# INPUT DATA
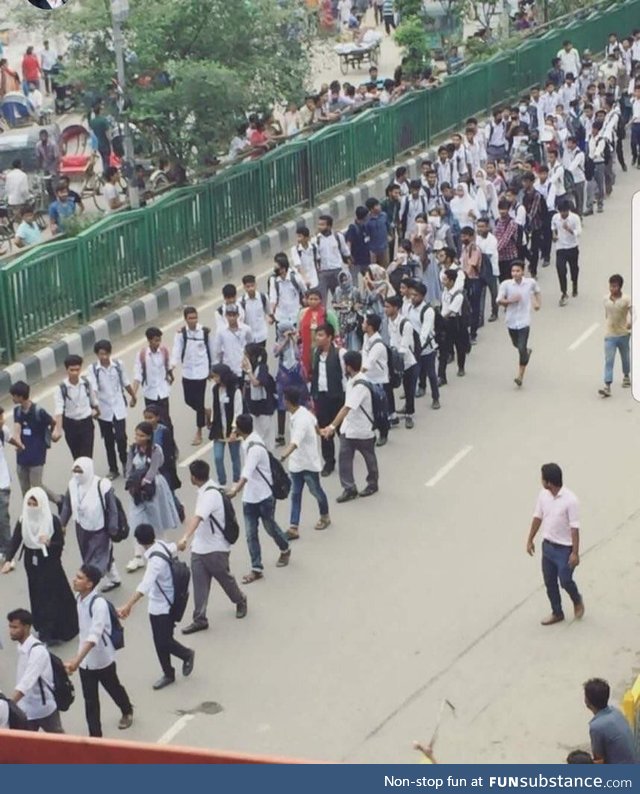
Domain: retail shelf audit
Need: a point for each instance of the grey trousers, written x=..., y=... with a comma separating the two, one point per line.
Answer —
x=348, y=448
x=204, y=568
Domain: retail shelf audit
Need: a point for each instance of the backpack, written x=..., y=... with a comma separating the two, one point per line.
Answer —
x=116, y=635
x=63, y=691
x=180, y=576
x=65, y=392
x=231, y=528
x=121, y=532
x=281, y=481
x=380, y=419
x=17, y=718
x=185, y=339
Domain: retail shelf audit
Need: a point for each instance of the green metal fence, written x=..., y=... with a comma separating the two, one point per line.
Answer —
x=67, y=279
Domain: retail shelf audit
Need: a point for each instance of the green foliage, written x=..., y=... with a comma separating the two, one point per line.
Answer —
x=195, y=66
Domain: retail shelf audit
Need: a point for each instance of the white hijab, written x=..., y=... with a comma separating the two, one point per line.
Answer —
x=86, y=506
x=36, y=522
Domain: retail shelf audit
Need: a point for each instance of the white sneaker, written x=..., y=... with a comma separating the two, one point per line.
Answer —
x=134, y=564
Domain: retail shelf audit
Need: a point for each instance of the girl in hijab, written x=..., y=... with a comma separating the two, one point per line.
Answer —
x=53, y=605
x=92, y=505
x=151, y=498
x=227, y=406
x=290, y=373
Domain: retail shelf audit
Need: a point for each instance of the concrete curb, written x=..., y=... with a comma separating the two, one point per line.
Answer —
x=229, y=267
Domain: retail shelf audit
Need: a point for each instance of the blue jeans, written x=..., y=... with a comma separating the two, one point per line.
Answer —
x=611, y=344
x=555, y=566
x=253, y=512
x=218, y=458
x=312, y=480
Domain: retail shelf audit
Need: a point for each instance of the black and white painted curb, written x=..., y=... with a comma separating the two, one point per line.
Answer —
x=230, y=267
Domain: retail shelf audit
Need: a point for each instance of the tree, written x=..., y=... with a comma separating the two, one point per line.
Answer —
x=194, y=67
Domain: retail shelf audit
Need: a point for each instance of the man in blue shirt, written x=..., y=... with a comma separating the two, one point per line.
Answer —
x=379, y=230
x=61, y=210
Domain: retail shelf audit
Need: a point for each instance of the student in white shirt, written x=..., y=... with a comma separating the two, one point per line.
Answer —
x=157, y=585
x=76, y=406
x=255, y=306
x=34, y=685
x=305, y=462
x=210, y=549
x=357, y=434
x=566, y=228
x=193, y=349
x=96, y=655
x=110, y=383
x=517, y=295
x=258, y=502
x=153, y=371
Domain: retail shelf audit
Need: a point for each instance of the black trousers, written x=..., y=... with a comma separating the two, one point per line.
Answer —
x=79, y=435
x=194, y=391
x=564, y=257
x=162, y=628
x=108, y=677
x=114, y=433
x=326, y=411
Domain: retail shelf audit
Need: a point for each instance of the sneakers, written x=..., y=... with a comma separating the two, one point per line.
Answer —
x=134, y=564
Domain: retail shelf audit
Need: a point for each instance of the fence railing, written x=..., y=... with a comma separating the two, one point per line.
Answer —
x=68, y=279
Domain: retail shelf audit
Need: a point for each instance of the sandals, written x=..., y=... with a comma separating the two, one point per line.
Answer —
x=252, y=577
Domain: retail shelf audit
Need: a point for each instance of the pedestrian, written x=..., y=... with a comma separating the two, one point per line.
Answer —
x=40, y=534
x=258, y=502
x=327, y=388
x=96, y=655
x=34, y=678
x=193, y=349
x=227, y=406
x=33, y=433
x=110, y=384
x=151, y=498
x=557, y=515
x=612, y=740
x=304, y=463
x=76, y=406
x=157, y=585
x=617, y=313
x=153, y=371
x=210, y=549
x=91, y=503
x=517, y=296
x=355, y=421
x=566, y=228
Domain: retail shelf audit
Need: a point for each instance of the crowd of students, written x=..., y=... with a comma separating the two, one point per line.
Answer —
x=362, y=318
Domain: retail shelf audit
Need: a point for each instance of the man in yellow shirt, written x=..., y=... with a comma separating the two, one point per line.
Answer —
x=617, y=312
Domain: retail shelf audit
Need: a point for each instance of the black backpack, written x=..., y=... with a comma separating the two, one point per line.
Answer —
x=17, y=718
x=281, y=481
x=181, y=576
x=63, y=691
x=116, y=635
x=231, y=528
x=121, y=532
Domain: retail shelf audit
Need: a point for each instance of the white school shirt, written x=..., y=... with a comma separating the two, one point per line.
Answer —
x=195, y=364
x=105, y=382
x=79, y=404
x=157, y=578
x=208, y=538
x=302, y=432
x=375, y=360
x=256, y=471
x=518, y=315
x=94, y=622
x=566, y=239
x=228, y=347
x=34, y=666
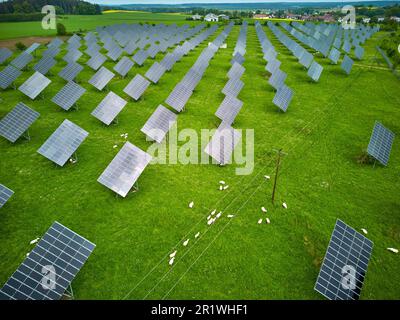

# PROBLEM DESCRIPTION
Reprint each of the records exactly and skip the images.

# YOUR RESPONSE
Domain: retail shelf audit
Need: a point for each instance of the grey trousers, written x=..., y=... with a comma separating the two, one point per line.
Answer —
x=348, y=448
x=204, y=568
Domain: retail shelf audit
Need: a point for each instance of the backpack, written x=..., y=... with a comma separating the two, one point per line.
Answer —
x=116, y=635
x=63, y=691
x=180, y=576
x=65, y=392
x=231, y=528
x=121, y=532
x=281, y=481
x=380, y=419
x=17, y=718
x=185, y=339
Domain: retail shelf audit
Need: a point for each instance of the green metal fence, written x=..., y=... with a comma separating the two, one point per line.
Answer —
x=67, y=279
Domain: retail shelf audit
Need: a point for each instance of the green foliage, written x=..., y=... with a comma separating the two, one point per line.
Answer —
x=195, y=66
Domain: retail shelf audit
Need: a point for each instance of the white hijab, written x=..., y=... with a comma separating the two, one point per line.
Answer —
x=86, y=506
x=36, y=522
Domain: retail shelf audit
Need: a point for each instance of the white sneaker, written x=..., y=... with a comma separating the two, one point per line.
Answer —
x=134, y=564
Domain: retail shelf audit
Need: a point for each instance of the girl in hijab, written x=..., y=... with a comma separating the two, one point per line.
Answer —
x=53, y=605
x=92, y=505
x=151, y=498
x=227, y=406
x=290, y=373
Domain: retail shelf audit
Need: a point for each instance of the concrete curb, written x=..., y=... with a comma separating the two, one point per line.
Answer —
x=229, y=267
Domain: retail shelf audit
Need: a point for each instance of the blue jeans, written x=..., y=... with a comma separating the two, one point per line.
Answer —
x=611, y=344
x=555, y=566
x=253, y=512
x=218, y=458
x=312, y=480
Domain: retail shelf audit
Need: a point for each instance of the black and white painted curb, written x=..., y=... with a comma separating the two, one point per line.
Answer —
x=230, y=267
Domain: retail shelf audit
Need: a point for each instance of the tree, written x=..., y=... with a comma separating the two, one point per line.
Answer —
x=194, y=67
Domain: retail shelf audit
Need: a point for each instance of the man in blue shirt, written x=..., y=... with a comma separating the two, one point per line.
Answer —
x=379, y=230
x=61, y=210
Domain: retail shelf audit
Need: a point for each instance of the student in white shirt, written x=..., y=... with a comma separating the two, one point per line.
Answer —
x=157, y=585
x=76, y=406
x=255, y=306
x=34, y=685
x=305, y=462
x=210, y=549
x=357, y=434
x=566, y=228
x=193, y=349
x=96, y=655
x=110, y=383
x=517, y=295
x=258, y=502
x=153, y=371
Domain: retail shelf audit
Need: a point for each instance of the black trousers, written x=..., y=... with a comma separating the two, one point per line.
Answer —
x=79, y=435
x=194, y=391
x=564, y=257
x=162, y=628
x=108, y=677
x=114, y=433
x=326, y=411
Domain: retail shelf audit
Need: a point for each instance of the sneakers, written x=..., y=... with a comma separating the two, one point per line.
Answer —
x=134, y=564
Domain: retail shelf audit
Need: a point for each instance of the fence railing, written x=..., y=... with a comma separating the two, one point per line.
Answer —
x=68, y=279
Domain: retail shelf audit
Need: a point for each instance of the sandals, written x=..., y=... with a comma separating the two, one point per line.
Answer —
x=252, y=577
Domain: retail shelf audit
Need: a point for each instance of the pedestrian, written x=..., y=... with a comma separating the two, one point per line.
Answer —
x=40, y=534
x=258, y=502
x=327, y=388
x=96, y=655
x=34, y=678
x=193, y=349
x=227, y=406
x=33, y=433
x=110, y=384
x=151, y=498
x=557, y=515
x=612, y=740
x=304, y=463
x=76, y=406
x=157, y=585
x=617, y=313
x=153, y=371
x=210, y=549
x=91, y=503
x=517, y=296
x=355, y=421
x=566, y=228
Domain: retail shelf audit
Need: a point for each instance of the crowd of students, written x=..., y=... with a comma separating the two, one point per line.
Answer —
x=362, y=318
Domain: retail shelf audit
Need: a point for each instance of the man in yellow shirt, written x=..., y=... with a comma separating the two, one point per line.
Answer —
x=617, y=312
Domain: retail shelf audit
Need: a point for each instance of the black backpack, written x=..., y=... with a comma separating the two, one point per line.
Answer —
x=17, y=718
x=281, y=481
x=181, y=576
x=63, y=691
x=116, y=635
x=231, y=528
x=121, y=532
Domain: retail shelf audit
Need: a point for each instance of the white school shirt, written x=..., y=... with a comma separating the two, one point per line.
Answer —
x=195, y=364
x=105, y=382
x=79, y=404
x=157, y=578
x=208, y=538
x=302, y=432
x=375, y=360
x=256, y=471
x=518, y=315
x=94, y=622
x=566, y=239
x=228, y=347
x=34, y=666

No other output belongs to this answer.